- _Point annotation records_:
————
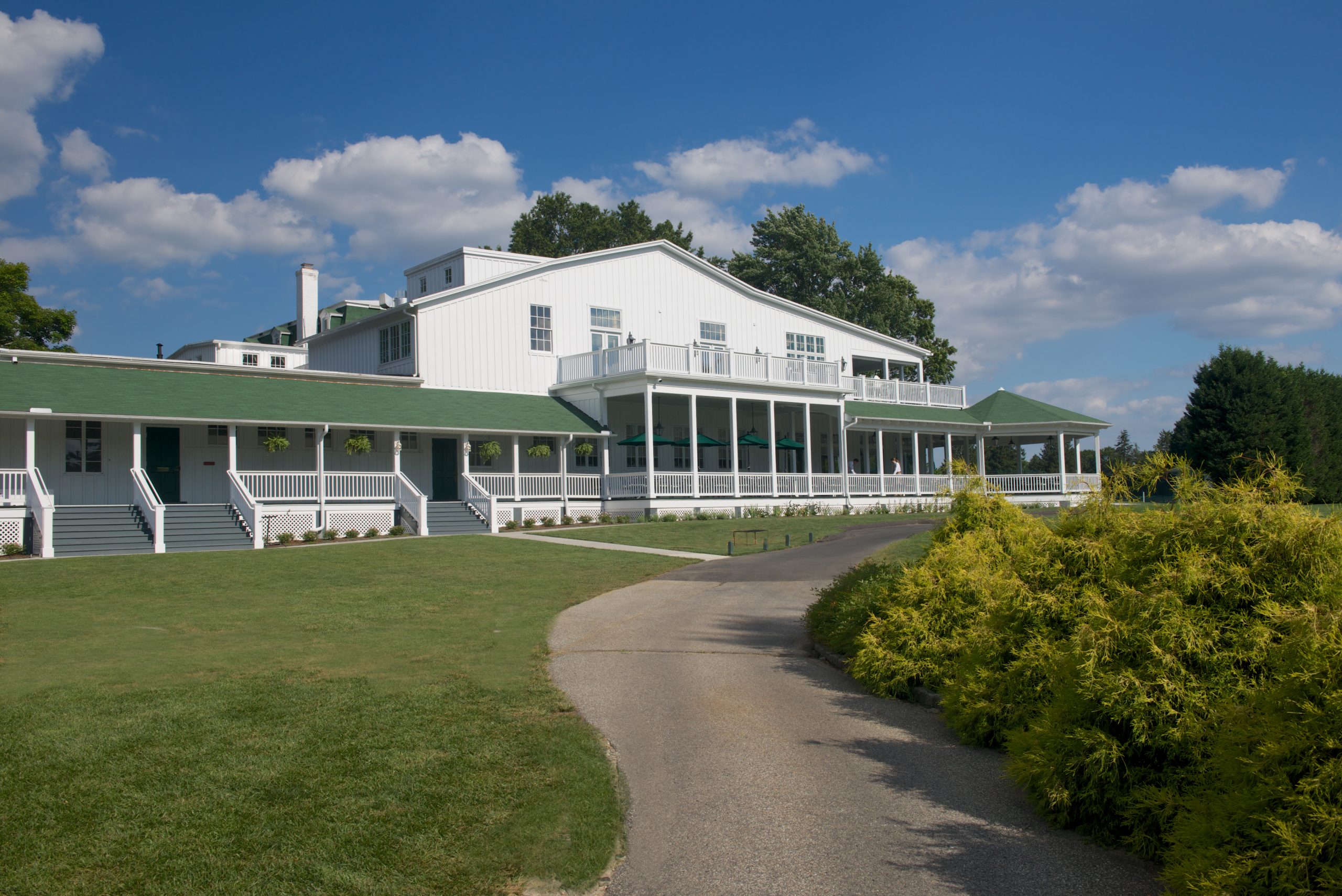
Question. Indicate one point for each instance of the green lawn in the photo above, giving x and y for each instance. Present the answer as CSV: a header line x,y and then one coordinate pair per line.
x,y
712,536
352,719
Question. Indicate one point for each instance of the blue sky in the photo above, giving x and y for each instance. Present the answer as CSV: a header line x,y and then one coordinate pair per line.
x,y
1096,198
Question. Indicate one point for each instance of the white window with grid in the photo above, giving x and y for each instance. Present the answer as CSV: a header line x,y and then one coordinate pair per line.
x,y
543,337
395,342
605,328
806,347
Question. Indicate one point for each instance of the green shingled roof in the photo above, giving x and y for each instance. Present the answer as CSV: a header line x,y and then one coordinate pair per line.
x,y
1000,408
1007,407
231,395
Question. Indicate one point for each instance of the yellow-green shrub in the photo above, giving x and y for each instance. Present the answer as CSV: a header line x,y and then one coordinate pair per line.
x,y
1163,679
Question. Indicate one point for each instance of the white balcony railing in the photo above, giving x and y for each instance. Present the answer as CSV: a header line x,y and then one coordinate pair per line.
x,y
13,487
696,361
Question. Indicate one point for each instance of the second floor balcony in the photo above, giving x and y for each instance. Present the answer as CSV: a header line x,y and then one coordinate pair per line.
x,y
715,364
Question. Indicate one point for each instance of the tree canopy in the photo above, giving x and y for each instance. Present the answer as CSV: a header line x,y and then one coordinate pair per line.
x,y
802,256
23,322
1246,405
557,227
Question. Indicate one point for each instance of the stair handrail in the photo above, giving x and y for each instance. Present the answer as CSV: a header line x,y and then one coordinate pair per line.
x,y
149,503
248,508
408,490
45,510
481,501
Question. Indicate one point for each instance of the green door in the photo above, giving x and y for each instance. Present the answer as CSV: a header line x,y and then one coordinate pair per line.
x,y
163,462
445,470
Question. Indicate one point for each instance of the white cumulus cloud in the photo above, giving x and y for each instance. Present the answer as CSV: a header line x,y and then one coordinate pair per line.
x,y
1130,250
408,198
37,59
727,168
147,222
81,156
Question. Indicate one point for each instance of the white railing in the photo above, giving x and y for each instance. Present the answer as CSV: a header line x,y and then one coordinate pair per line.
x,y
905,393
716,484
279,486
147,499
1024,483
481,501
13,487
408,496
673,484
360,486
497,484
247,506
756,484
627,486
44,508
697,361
584,484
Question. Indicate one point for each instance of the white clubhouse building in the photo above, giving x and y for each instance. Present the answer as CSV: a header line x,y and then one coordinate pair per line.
x,y
461,385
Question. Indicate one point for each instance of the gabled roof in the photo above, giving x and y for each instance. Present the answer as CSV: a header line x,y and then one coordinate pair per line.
x,y
1005,407
1000,408
230,396
681,255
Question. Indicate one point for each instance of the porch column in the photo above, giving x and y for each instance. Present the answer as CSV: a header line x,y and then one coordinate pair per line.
x,y
517,469
321,477
30,443
950,475
564,471
881,459
650,441
843,455
1062,465
917,467
806,451
1077,446
736,452
694,446
773,452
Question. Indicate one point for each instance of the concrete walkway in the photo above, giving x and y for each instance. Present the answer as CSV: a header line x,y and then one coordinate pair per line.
x,y
755,768
610,546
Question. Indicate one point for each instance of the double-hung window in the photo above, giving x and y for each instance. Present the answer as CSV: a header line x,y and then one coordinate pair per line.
x,y
605,328
395,342
807,348
543,337
84,447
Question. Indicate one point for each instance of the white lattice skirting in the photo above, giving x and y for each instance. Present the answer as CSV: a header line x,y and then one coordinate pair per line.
x,y
11,530
293,524
361,520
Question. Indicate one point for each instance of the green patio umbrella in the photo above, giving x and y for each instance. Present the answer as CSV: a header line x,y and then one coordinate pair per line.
x,y
705,441
641,439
————
- _Requirements_:
Your copy of the data should match it exactly, except that pictures are left out.

- _Reply_:
Question. Indicate one point for each instance of the green lawn in the photo above, giving x and y for each instance. Present the answer as CSV: a header line x,y and then one coordinate pair per line.
x,y
712,536
352,719
Question. Indicate one point for each instance of the blue sky in the photo above, giving x and y for each instance. Present the answer as CSV: a header line x,y and then one coordinate pair per line.
x,y
1096,198
Question. Indicate one point for each instance of the white window with grid in the photo above, giving x and y for each instance. Present the answer as CSV: a header line x,y and then one coordinate pair per line.
x,y
543,337
395,342
605,328
806,347
Question. Indicate one point for each instance of the green shingled roof in the photo above, giving x and y for each instance. Present the answer as CSV: a header line x,y and then one coordinate pair per line.
x,y
1000,408
1007,407
231,395
Question. Indicate one point for each instance of the yellow-green shrub in the photo above, giving x and y for each instance. Present the answer as CSV: a header line x,y and then one coordinate pair per line.
x,y
1163,679
Question. Indicate one point for each instance of the white balcony railing in the photo above, giving x and y for each instance. Present the answer as CSV: a header line x,y and then one coordinate pair per line.
x,y
13,487
696,361
Question. Indicate one point for each instance of the second floor balcony in the photo above, giving x and y for each instance. Present the answer as CSV: a header line x,y and then one coordinate pair per line.
x,y
715,364
Question. Indicate one point for each instance of the tree canopy in the photo above, giving x and y for each instance. Present the answer as CSV: a header line x,y and then one coordinate pair per line.
x,y
802,256
23,322
1246,405
557,227
Question. Indicate one point for each instance of the stair handrail in the photo above, giving x and y for each instance. Present the answer as CSV: a header line x,y and then one coordinate pair per line.
x,y
149,503
248,508
408,490
45,510
481,501
Question. Indicate one point for each instance of the green door in the photo above, giving x and y for each instance. Present the answer as CSV: a header line x,y and then one coordinate pair per line.
x,y
163,462
445,470
Question. Indicate one point for each instance of the white cumulus cloud in the photo above, giving x and y for each instance. Present the answer as CSV: a header line x,y and then one coordinate pair per line.
x,y
1130,250
408,198
37,59
727,168
147,222
81,156
Question. Indicate one point for each instance of the white railing in the photo above, giving x and y for each instance. Present the answer as CSV: a header line x,y and then one coordinate pair per line.
x,y
905,393
716,484
279,486
147,499
1024,483
481,501
13,487
408,496
673,484
360,486
497,484
247,506
756,484
627,486
44,508
697,361
584,484
Question. Indicate one point for each instance of the white clubhouse building in the photo above, giving x and y for each instance. Present the answer as CSV: a header line x,y and then one coordinate pair per line.
x,y
461,385
Question. Indicate one point for each instance of the gabled roof in the photo above, giving x and y for each instance. Present the answer as CSV: a header line x,y and then one coordinate pair per line.
x,y
1005,407
1000,408
230,396
681,255
Question. Indicate one point for each instance of the porch column in the photo above, giving x and y for each instance. Present the answer as CSV: a header line x,y and then one coordinate pair per line.
x,y
517,469
321,477
30,443
950,475
564,471
881,459
650,441
843,455
1062,465
917,467
806,451
1077,446
736,452
694,446
773,452
Question. Indicate one point for each instance of the concrete walkway in the photo above, giving x and y for each instance. Present the answer as CSV: a header line x,y and then one coordinate pair per line.
x,y
755,768
610,546
Question. Indicate one point for each instance of the double-hung window in the photo above, giving x and y for each instance. Present the answer as CSV: a header line x,y and then one coordinate pair per line.
x,y
605,328
395,342
807,348
543,337
84,447
Question. Indicate one point for each instance of the white lattice skirting in the photo above, giving x and y for each instance. Present the answer as CSV: a header line x,y and then one coordinate pair per line.
x,y
11,530
293,524
361,520
Question. Indicate one point for each instance of the green patio umbrella in the photo above, giving x and y for each instance. Present the answer as CSV: a header line x,y and then one coordinate pair per line.
x,y
705,441
641,439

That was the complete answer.